● **Task objective**
Tally every line of the records below that includes "rear", and reply with the total alone.

● **Excerpted records**
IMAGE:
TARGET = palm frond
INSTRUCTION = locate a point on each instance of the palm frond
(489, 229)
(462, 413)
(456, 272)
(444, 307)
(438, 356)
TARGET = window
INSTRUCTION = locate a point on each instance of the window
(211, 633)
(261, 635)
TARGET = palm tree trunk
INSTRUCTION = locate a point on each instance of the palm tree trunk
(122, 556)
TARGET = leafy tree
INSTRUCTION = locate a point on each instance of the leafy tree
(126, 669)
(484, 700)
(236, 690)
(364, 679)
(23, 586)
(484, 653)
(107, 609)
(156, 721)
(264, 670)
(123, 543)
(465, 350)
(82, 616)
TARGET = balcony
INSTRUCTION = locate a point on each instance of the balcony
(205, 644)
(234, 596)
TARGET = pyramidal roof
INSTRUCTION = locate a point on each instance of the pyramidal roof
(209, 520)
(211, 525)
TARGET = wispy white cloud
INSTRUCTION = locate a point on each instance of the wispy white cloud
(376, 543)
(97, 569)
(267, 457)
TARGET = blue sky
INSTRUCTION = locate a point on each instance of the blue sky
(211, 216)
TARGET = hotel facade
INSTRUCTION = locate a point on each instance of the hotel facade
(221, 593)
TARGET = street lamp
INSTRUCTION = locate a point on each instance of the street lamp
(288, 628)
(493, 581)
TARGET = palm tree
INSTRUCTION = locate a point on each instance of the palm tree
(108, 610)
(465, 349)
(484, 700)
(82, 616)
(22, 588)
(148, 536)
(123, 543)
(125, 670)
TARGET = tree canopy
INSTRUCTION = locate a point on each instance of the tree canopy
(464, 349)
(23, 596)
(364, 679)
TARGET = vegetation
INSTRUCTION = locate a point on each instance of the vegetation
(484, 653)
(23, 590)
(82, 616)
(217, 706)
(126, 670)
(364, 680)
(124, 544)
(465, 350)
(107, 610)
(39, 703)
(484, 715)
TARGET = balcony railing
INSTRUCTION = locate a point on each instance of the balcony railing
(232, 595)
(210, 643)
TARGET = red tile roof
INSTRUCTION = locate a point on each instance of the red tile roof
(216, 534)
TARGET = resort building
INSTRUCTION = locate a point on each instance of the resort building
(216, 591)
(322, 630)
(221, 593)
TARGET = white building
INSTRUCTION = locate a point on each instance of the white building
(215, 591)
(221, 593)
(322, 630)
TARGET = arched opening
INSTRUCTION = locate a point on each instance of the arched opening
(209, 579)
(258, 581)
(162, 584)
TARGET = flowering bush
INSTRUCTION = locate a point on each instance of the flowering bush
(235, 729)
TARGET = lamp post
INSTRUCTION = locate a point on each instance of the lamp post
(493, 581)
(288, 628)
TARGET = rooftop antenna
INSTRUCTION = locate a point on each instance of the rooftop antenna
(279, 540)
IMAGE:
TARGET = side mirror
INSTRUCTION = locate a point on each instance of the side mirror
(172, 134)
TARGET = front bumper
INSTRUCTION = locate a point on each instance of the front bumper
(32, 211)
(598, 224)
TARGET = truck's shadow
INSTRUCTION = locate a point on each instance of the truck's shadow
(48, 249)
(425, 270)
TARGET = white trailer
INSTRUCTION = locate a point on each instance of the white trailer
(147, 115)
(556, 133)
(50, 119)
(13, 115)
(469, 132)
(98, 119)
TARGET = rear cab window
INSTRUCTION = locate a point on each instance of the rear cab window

● **Result of the task**
2